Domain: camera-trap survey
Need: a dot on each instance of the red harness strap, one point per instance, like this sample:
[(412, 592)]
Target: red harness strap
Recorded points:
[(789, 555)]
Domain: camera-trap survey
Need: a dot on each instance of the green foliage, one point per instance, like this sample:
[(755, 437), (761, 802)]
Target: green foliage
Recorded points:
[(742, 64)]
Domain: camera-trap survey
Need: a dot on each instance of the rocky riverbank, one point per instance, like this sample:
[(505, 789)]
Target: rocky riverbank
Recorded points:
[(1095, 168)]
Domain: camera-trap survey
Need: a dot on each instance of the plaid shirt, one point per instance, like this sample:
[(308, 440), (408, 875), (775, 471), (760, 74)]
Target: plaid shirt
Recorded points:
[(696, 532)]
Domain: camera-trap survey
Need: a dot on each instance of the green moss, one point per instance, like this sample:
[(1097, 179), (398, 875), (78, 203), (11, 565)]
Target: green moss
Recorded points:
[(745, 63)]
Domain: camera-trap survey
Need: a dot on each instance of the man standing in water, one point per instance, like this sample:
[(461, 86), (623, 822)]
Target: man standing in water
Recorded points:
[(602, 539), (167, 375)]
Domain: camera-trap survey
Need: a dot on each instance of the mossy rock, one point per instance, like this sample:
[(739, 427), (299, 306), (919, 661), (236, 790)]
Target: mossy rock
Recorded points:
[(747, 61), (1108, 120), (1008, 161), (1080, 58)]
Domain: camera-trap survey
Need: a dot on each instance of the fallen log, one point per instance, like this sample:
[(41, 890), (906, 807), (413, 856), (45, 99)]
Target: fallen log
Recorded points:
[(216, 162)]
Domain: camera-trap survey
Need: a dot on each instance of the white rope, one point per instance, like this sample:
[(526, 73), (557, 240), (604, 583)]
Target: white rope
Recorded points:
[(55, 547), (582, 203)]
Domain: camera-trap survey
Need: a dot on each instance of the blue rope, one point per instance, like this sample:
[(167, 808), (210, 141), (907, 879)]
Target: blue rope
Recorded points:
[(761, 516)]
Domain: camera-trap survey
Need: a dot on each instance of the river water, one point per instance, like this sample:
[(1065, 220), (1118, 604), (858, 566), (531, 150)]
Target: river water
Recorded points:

EXERCISE OBJECTIVE => Reproduce all of the data above, line for line, with no alterations.

THE COMPLETED TASK =>
Domain: camera-trap survey
Need: a dot on each instance of the red harness strap, one point per instance, like this sample:
[(412, 592)]
Target: red harness strap
Recorded points:
[(789, 555)]
Domain: camera-trap survey
Need: a dot on each instance of the green foliage, one point per instance, like this sample:
[(755, 437), (761, 802)]
Target: green foliage
Recorded points:
[(742, 64)]
Domain: camera-trap survey
Need: a dot on each instance of the rocky riverbank, one point per instance, like this sample:
[(505, 789)]
Target: rocky riverbank
Recorded points:
[(1095, 168)]
Domain: camera-trap survey
Need: a dot on each instance of the plaid shirt, one point per instance, like this sample:
[(308, 440), (408, 875), (775, 471), (760, 74)]
Target: plaid shirt
Recorded points:
[(696, 532)]
Domain: camera-trap survey
Need: a dot on each instance of the green moss, one point per instance, like this sample:
[(1097, 179), (398, 875), (78, 203), (11, 565)]
Target: green moss
Recorded points:
[(745, 63)]
Domain: camera-trap survey
Need: a dot on each instance of the man standing in water, one point per instance, like this sample:
[(461, 86), (623, 822)]
Target: man standing in water
Recorded points:
[(602, 539), (167, 375)]
Domain: camera-trap survey
Need: a dot on each instance of the mossy rock, one point per instance, like this sample:
[(739, 427), (299, 306), (919, 661), (236, 790)]
Target: mossy rock
Recorded points:
[(747, 61), (1108, 120), (1008, 161), (1080, 58)]
Domain: camera-trap survey
Need: a dot on each instance of the fallen log, one point per instance, like this sample:
[(41, 890), (906, 807), (413, 856), (45, 99)]
Target: fallen log
Recorded points:
[(216, 162)]
Domain: camera-trap survey
Need: a dot on each instance of the white rope, one point per instance, like this sample:
[(526, 73), (557, 240), (604, 583)]
Target: white rope
Recorded points:
[(55, 547), (582, 203)]
Domain: camera-trap survey
Need: a dot on each instance of the blue rope, one point per instance, like this sample:
[(167, 808), (210, 141), (907, 879)]
Target: blue rope
Recorded points:
[(761, 516)]
Domain: camera-trap survey
Need: a dot on each instance of the river water, one point per instance, like this sample:
[(1065, 220), (1118, 604), (858, 566), (531, 150)]
Target: river water
Recorded points:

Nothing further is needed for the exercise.